=== DATASET ===

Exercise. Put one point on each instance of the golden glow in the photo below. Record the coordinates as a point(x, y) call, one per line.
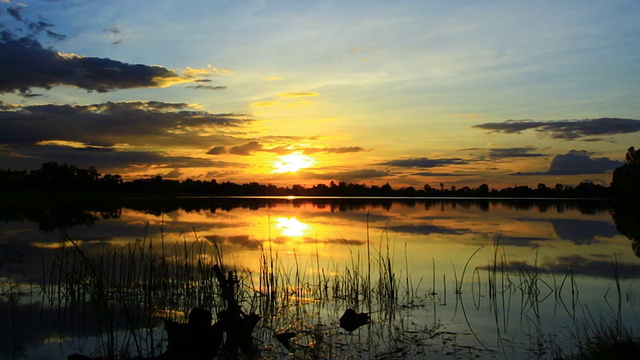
point(292, 162)
point(291, 226)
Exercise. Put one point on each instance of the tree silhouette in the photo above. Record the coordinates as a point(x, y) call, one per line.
point(625, 183)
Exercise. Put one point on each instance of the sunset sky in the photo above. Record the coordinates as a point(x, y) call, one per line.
point(298, 92)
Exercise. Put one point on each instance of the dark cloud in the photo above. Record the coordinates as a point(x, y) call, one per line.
point(26, 64)
point(566, 129)
point(217, 150)
point(352, 176)
point(577, 162)
point(338, 150)
point(207, 87)
point(109, 134)
point(516, 152)
point(252, 146)
point(246, 149)
point(429, 173)
point(423, 162)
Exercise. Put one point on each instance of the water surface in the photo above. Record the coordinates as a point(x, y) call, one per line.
point(473, 277)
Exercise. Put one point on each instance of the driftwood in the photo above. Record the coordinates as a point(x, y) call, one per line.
point(198, 339)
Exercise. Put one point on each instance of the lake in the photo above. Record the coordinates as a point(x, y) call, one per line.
point(439, 278)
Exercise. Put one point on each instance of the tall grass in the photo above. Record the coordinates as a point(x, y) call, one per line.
point(128, 291)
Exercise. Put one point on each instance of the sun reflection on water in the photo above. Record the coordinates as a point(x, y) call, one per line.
point(292, 227)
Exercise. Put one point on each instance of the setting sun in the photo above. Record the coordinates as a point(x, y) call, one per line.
point(291, 226)
point(292, 162)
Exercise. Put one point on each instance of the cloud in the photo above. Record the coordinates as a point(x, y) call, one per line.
point(566, 129)
point(428, 173)
point(25, 64)
point(217, 150)
point(246, 149)
point(353, 176)
point(113, 134)
point(423, 162)
point(207, 87)
point(577, 162)
point(253, 146)
point(298, 94)
point(515, 152)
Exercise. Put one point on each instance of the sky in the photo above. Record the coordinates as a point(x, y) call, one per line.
point(297, 92)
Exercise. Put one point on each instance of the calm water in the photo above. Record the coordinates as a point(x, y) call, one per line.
point(530, 275)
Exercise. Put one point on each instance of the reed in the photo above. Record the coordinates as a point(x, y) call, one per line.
point(129, 289)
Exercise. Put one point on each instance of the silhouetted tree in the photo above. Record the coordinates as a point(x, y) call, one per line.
point(625, 183)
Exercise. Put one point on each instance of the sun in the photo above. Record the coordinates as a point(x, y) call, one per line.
point(292, 162)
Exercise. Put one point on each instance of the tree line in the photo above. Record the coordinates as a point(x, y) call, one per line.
point(54, 177)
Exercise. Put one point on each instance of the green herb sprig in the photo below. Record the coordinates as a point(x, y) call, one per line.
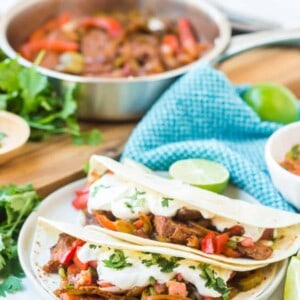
point(117, 261)
point(47, 110)
point(166, 265)
point(214, 282)
point(16, 203)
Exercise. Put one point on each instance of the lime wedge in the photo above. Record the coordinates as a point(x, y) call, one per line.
point(201, 173)
point(136, 165)
point(292, 280)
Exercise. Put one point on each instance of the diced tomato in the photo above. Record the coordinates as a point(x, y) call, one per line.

===

GIVEN PROBLEM »
Rewrite the data from the line with "Exercise. Put one point on each instance of the water" to the line with "point(439, 278)", including both of those lines, changing "driftwood" to "log" and leaving everything else as it is.

FULL ANSWER »
Exercise. Put one point on each instance of the water surface in the photo above. Record the coordinates as a point(x, y) call, one per line.
point(473, 277)
Exercise. Put one point on each instance of the log in the photo above. Record the coordinates as a point(x, y) call, one per line.
point(198, 339)
Exercise. Put one point on each instance of the lake in the photo above. Record the coordinates as a point(x, y) call, one per line.
point(439, 278)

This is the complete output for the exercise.